** INSTRUCTIONS FOR THE TASK **
Format the records from the start of the records through the line containing "x=676, y=293" as a two-column CSV with the columns input and output, one row per record. Put each value in a single quoted field, with line breaks replaced by spaces.

** INPUT RECORDS **
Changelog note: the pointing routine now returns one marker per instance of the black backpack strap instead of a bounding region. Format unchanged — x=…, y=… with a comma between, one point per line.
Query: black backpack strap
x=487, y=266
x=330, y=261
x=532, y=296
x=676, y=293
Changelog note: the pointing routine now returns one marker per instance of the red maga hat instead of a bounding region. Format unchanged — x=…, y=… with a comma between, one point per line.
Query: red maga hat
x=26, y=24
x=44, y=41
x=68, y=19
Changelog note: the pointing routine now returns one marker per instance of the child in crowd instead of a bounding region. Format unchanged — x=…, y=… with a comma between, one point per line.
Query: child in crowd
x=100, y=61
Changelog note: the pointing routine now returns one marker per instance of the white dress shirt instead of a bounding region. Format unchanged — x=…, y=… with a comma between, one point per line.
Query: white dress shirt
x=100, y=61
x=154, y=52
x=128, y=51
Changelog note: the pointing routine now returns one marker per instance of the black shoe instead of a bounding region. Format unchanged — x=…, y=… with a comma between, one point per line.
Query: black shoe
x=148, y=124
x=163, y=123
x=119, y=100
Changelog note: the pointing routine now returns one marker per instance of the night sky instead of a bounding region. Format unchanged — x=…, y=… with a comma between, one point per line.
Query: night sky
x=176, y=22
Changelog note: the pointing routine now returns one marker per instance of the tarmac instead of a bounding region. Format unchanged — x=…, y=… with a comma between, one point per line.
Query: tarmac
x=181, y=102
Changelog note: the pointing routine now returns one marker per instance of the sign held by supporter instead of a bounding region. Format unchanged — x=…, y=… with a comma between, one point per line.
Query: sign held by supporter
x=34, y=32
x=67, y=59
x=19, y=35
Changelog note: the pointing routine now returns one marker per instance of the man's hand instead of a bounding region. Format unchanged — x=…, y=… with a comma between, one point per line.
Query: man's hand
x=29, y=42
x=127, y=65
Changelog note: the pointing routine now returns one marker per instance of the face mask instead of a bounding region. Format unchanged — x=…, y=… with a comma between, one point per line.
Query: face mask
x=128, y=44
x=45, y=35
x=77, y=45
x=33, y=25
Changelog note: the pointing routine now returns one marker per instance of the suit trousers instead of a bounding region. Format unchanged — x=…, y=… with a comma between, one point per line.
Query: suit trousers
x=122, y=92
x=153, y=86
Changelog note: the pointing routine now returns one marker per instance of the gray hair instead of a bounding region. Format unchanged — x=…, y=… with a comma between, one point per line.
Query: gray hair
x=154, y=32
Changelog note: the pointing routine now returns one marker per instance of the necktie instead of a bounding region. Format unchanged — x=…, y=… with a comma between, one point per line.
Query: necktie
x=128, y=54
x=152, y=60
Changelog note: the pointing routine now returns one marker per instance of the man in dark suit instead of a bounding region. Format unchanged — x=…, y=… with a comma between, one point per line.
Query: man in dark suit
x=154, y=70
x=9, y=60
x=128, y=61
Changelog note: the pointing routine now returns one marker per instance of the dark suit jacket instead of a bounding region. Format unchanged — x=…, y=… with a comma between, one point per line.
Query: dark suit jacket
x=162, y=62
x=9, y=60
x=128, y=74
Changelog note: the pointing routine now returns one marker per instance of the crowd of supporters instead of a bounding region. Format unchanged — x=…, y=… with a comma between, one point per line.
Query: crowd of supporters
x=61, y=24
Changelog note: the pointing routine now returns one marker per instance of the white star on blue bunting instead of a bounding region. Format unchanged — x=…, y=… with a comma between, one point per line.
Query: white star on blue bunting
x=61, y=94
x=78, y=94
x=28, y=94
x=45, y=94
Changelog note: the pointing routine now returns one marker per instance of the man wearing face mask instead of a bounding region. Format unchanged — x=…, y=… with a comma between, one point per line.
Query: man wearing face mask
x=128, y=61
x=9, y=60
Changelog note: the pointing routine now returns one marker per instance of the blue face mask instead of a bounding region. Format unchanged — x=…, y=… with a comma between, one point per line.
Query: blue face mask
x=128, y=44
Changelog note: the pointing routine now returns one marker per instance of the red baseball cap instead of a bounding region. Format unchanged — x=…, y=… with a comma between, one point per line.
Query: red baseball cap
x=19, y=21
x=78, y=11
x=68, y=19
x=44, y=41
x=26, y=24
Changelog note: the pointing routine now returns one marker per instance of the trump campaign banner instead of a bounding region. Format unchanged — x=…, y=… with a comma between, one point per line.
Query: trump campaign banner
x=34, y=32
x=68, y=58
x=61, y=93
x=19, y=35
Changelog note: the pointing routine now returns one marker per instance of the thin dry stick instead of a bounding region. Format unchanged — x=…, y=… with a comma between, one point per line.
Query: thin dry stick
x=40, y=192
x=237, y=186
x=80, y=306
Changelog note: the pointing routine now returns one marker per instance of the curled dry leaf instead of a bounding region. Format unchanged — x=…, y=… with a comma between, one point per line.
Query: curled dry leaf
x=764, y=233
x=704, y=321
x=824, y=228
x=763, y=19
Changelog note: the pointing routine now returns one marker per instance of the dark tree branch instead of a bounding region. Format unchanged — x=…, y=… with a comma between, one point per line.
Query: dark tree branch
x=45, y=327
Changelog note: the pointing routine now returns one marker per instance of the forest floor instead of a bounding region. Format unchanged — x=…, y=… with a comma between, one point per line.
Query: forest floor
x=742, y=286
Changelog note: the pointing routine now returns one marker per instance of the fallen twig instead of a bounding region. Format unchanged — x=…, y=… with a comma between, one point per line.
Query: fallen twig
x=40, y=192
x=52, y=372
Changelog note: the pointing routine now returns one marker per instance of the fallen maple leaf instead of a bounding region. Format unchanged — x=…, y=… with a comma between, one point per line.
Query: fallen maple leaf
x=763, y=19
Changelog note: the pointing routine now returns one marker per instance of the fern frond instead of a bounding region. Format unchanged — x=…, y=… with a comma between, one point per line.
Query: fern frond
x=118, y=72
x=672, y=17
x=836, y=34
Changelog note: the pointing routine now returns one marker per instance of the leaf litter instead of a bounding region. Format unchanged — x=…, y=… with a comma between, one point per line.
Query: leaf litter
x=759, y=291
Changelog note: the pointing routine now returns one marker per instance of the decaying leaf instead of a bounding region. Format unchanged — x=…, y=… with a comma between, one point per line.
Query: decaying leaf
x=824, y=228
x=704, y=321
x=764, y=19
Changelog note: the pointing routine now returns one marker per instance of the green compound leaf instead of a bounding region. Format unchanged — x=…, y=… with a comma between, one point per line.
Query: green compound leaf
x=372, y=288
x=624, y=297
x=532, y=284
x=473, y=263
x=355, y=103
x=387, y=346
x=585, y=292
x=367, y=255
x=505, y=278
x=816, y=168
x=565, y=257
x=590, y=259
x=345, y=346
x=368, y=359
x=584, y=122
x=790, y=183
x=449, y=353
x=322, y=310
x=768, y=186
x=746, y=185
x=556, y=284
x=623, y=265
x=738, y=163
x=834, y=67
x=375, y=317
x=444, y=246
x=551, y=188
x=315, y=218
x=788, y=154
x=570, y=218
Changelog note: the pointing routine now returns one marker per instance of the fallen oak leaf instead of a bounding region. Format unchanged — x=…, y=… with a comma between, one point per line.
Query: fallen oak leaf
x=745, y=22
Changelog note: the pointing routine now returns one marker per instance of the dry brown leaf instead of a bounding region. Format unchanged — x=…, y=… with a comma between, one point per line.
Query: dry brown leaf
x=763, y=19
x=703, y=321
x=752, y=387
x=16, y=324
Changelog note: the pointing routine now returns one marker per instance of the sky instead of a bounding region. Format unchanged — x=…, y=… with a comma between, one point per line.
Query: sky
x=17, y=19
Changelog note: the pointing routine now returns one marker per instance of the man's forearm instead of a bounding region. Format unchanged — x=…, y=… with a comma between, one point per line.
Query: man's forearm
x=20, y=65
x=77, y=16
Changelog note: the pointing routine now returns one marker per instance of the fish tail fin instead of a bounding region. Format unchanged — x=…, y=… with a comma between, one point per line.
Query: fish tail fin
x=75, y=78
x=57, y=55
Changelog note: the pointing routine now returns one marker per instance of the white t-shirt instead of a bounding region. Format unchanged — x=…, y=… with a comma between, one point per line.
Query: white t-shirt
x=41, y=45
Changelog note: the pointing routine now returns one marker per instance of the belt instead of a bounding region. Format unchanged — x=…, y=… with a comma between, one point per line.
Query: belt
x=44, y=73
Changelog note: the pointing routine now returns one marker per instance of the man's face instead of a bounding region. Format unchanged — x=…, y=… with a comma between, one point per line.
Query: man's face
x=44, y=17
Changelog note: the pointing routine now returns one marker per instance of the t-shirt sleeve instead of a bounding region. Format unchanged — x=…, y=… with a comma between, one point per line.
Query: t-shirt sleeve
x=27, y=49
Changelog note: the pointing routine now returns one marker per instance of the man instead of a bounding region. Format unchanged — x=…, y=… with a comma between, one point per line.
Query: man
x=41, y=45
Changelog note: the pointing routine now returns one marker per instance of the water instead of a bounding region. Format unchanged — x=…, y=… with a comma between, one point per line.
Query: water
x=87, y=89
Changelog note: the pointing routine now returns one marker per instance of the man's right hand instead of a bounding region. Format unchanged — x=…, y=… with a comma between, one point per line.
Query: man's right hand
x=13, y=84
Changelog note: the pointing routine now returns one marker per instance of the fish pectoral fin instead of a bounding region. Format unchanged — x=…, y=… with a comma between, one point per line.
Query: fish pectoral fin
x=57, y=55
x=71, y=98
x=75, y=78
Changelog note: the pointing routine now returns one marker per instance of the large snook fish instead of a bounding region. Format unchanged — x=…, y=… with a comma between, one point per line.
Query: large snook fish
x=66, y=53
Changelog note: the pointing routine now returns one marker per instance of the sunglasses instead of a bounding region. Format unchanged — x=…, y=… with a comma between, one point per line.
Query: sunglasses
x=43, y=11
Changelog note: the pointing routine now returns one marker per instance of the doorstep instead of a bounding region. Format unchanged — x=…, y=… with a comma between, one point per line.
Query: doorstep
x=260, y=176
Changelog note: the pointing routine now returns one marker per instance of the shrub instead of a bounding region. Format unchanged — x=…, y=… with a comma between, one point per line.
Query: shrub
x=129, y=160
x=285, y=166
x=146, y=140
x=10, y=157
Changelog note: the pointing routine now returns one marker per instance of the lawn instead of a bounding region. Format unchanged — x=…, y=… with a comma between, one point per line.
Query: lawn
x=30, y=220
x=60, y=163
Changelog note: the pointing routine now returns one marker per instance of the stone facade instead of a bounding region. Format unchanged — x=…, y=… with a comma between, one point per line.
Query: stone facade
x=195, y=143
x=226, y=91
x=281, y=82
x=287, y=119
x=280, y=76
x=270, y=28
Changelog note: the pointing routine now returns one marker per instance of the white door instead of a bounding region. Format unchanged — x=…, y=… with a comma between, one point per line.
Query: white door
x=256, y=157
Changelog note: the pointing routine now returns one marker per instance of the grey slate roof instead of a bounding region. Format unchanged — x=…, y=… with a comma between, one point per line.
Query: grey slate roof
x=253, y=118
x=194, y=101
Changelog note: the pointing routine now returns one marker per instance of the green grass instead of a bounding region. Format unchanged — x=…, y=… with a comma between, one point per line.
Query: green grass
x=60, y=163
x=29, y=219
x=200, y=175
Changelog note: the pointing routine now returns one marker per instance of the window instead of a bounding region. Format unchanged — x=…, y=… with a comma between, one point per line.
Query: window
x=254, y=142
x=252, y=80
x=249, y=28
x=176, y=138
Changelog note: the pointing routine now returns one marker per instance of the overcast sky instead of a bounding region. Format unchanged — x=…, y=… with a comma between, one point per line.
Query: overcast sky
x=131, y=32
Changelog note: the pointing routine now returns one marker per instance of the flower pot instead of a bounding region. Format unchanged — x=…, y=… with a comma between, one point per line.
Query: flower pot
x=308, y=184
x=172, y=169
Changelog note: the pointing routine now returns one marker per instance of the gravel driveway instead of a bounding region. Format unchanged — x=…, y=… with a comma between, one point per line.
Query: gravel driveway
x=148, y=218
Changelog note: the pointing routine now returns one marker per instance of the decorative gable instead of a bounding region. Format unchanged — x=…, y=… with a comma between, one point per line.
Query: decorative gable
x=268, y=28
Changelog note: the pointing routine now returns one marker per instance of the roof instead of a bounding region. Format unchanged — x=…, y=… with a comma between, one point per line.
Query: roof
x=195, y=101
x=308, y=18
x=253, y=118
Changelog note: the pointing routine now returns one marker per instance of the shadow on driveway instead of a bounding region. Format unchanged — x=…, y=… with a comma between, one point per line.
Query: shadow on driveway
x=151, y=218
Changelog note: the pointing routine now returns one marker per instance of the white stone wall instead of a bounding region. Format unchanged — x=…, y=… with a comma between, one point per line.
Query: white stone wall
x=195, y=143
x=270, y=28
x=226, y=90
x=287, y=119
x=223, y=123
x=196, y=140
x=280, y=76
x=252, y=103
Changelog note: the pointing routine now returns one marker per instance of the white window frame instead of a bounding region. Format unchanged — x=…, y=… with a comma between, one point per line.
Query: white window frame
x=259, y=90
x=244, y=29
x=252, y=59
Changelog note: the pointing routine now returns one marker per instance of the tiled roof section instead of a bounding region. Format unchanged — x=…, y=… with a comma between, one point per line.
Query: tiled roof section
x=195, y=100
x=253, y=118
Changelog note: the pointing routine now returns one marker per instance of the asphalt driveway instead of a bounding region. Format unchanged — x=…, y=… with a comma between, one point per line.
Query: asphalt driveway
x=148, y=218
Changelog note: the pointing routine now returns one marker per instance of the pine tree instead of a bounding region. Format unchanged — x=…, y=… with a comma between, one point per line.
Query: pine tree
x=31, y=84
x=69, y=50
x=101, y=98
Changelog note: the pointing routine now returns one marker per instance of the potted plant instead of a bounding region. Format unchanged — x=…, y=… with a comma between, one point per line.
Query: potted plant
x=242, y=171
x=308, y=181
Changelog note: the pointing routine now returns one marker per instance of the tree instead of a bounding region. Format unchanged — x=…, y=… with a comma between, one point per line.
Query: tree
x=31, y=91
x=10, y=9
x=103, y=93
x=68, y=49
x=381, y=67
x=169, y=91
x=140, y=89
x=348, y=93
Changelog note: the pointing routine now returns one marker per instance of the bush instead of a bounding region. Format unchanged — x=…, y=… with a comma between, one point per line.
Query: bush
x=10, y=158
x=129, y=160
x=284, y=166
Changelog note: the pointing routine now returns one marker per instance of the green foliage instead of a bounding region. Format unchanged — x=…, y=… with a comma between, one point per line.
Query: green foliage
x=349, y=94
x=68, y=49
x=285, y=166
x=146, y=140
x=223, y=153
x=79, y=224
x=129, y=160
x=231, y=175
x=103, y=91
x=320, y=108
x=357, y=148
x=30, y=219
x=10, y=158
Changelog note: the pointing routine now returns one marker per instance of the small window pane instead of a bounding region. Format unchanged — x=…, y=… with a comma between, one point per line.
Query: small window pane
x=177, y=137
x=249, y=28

** RIGHT ANSWER **
input,output
"Changelog note: the pointing routine now returns one marker per instance of the black backpack strap instead of a bounding region. Format unchanged — x=…, y=… with a comma between, one point per line. Query: black backpack strap","x=487, y=266 x=330, y=261 x=532, y=296 x=676, y=293"